### Records of labeled points

══════════════════════════════

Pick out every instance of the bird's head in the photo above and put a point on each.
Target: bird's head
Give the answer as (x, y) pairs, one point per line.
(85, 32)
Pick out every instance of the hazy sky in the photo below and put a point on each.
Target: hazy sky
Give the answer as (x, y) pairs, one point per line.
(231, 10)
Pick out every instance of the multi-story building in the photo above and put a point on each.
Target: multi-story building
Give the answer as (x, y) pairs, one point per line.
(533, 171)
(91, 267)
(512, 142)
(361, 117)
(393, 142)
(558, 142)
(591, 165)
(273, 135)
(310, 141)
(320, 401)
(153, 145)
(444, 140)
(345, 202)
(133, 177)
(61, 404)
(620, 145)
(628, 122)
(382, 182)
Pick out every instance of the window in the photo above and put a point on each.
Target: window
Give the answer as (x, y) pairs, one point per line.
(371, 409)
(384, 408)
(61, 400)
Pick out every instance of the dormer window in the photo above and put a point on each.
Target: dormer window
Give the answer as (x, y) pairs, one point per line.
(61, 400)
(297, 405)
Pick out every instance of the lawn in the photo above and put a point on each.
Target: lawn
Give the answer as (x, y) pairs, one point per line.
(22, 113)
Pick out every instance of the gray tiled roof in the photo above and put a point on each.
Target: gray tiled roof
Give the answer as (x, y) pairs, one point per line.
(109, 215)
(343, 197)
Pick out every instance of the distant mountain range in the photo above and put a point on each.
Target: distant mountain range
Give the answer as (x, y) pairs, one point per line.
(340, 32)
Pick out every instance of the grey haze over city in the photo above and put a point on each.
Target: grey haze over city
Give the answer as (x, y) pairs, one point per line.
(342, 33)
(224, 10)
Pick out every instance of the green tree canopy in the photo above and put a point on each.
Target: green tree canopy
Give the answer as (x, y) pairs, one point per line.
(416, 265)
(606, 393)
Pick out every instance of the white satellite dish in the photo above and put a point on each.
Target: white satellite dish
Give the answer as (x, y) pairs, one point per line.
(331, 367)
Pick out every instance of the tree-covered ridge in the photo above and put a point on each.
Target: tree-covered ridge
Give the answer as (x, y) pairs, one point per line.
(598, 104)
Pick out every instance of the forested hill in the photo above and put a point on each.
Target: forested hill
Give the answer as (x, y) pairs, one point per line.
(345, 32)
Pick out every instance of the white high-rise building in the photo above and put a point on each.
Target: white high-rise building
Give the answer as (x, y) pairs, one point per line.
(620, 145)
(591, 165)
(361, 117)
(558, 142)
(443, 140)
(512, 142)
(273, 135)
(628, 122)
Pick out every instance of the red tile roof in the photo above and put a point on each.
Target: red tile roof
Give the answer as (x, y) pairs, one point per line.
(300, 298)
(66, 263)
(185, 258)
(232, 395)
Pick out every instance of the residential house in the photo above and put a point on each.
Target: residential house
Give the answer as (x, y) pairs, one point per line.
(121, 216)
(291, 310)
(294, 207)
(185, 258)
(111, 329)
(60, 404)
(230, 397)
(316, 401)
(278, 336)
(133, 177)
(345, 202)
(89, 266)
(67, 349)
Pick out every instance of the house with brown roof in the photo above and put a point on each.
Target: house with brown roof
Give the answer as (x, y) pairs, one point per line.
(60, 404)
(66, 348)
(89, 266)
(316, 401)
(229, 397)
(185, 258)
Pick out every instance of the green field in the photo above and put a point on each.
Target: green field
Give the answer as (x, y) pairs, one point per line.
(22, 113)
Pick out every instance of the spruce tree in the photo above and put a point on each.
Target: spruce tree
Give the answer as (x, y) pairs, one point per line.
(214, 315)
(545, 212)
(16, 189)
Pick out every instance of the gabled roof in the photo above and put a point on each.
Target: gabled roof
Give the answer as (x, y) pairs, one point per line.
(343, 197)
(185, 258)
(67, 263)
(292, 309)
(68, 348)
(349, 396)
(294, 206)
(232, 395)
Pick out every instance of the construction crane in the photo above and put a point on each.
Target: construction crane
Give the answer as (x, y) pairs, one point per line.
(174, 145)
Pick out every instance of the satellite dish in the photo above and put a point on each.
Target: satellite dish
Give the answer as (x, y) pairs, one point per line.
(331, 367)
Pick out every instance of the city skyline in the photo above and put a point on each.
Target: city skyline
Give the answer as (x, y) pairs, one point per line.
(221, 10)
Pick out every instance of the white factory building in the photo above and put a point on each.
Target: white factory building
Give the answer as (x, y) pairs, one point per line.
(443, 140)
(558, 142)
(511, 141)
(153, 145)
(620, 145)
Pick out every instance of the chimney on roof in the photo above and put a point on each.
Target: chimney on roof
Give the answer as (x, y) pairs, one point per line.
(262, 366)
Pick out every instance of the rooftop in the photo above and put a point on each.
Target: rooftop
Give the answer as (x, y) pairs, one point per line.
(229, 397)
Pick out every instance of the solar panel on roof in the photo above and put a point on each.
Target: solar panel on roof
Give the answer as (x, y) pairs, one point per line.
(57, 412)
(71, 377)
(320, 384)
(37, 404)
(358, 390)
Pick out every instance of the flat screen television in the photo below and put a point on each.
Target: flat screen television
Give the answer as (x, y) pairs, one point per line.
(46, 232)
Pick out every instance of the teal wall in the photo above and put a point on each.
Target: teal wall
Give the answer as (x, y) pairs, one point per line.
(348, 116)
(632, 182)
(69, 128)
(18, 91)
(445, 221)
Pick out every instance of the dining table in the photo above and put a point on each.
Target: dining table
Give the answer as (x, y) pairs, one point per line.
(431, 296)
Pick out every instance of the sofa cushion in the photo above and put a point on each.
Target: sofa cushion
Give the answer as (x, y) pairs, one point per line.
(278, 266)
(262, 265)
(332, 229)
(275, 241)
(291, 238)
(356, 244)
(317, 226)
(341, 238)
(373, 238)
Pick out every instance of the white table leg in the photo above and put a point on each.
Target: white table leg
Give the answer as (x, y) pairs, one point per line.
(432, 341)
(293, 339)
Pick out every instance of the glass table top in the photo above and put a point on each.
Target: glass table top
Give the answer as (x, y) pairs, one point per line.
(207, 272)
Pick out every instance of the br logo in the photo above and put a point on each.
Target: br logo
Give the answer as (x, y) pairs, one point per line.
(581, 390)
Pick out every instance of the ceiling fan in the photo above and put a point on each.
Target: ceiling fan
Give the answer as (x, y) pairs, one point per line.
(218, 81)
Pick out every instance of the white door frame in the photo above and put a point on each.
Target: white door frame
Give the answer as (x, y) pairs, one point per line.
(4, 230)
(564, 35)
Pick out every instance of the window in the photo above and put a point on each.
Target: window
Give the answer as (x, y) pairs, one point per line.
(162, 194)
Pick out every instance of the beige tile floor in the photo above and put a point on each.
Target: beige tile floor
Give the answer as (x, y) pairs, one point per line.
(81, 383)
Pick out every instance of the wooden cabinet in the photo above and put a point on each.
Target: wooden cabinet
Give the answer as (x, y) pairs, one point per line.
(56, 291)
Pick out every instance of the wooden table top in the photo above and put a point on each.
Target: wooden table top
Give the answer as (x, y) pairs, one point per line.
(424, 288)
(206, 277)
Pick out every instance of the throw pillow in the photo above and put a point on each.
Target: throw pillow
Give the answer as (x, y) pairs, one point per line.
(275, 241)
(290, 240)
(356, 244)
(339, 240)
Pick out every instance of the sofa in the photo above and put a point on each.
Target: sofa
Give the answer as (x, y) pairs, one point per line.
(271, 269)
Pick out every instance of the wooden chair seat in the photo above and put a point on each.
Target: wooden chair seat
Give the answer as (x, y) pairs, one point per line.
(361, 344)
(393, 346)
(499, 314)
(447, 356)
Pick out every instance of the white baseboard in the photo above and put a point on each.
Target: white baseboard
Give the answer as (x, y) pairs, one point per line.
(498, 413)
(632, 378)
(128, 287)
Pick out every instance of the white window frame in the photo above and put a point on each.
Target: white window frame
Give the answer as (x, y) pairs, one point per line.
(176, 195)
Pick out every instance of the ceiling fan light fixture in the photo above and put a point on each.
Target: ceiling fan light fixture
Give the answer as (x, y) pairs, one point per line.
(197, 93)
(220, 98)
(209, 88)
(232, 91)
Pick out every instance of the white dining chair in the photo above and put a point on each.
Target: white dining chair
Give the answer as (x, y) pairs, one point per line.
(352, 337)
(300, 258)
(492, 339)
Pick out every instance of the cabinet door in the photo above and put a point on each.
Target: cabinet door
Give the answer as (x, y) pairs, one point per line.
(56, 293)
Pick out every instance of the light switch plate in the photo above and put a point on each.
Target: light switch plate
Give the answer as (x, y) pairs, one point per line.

══════════════════════════════

Output exactly the lines above, from the one holding "Pick out every instance of the wooden cabinet" through the end of the data, including the first and last.

### Response to this task
Pick out every instance of the wooden cabinet in the photo above and put a point on each.
Target: wooden cabinet
Give the answer as (x, y) pairs, one point per line.
(56, 291)
Pick out every instance of the wooden table top in the photo above and put a point on each.
Target: wooden table top
Give the answer as (x, y) pairs, one point per line.
(424, 288)
(206, 277)
Pick out every instance of the throw pillow in the photo above and put a point on each.
Target: throw pillow
Give the answer as (x, y) pairs, one point per line.
(275, 241)
(290, 240)
(356, 244)
(339, 240)
Pick out every instance of the sofa in the photo above and put a point on each.
Target: sofa
Give the answer as (x, y) pairs, one point per line.
(271, 269)
Pick out every instance of the wooden chair seat in the photo above and put a point on each.
Target: wooden chair seat
Give the answer as (x, y) pairs, one point per line.
(361, 344)
(393, 346)
(499, 314)
(447, 356)
Pick out every instance of the white baseboard in the photo above and put a point on each.
Target: white baseboard
Give the answer as (x, y) pairs, one point per line.
(498, 413)
(632, 378)
(128, 287)
Pick out every instance of the white window frame in the photo above and put a point on each.
Target: white window frame
Give the answer as (x, y) pairs, one point per line.
(176, 195)
Pick out every instance of the ceiling fan light fixture in the photo above and put a point on each.
Target: ceiling fan light fixture
Give the answer as (x, y) pairs, one point per line.
(197, 93)
(220, 98)
(209, 88)
(232, 91)
Pick out every instance of the white dining chair in the photo above and put a point on each.
Target: white dining chair
Give the answer as (x, y) pairs, one point per line.
(352, 337)
(300, 258)
(492, 339)
Pick out every instance of the cabinet door in the photo above and put a point on each.
Target: cabinet door
Give the answer as (x, y) pairs, one point per line.
(56, 293)
Pick out every instance of the light switch plate in the photo above and put a point on each.
Target: light switch plate
Give the answer as (x, y) pairs, one point per line.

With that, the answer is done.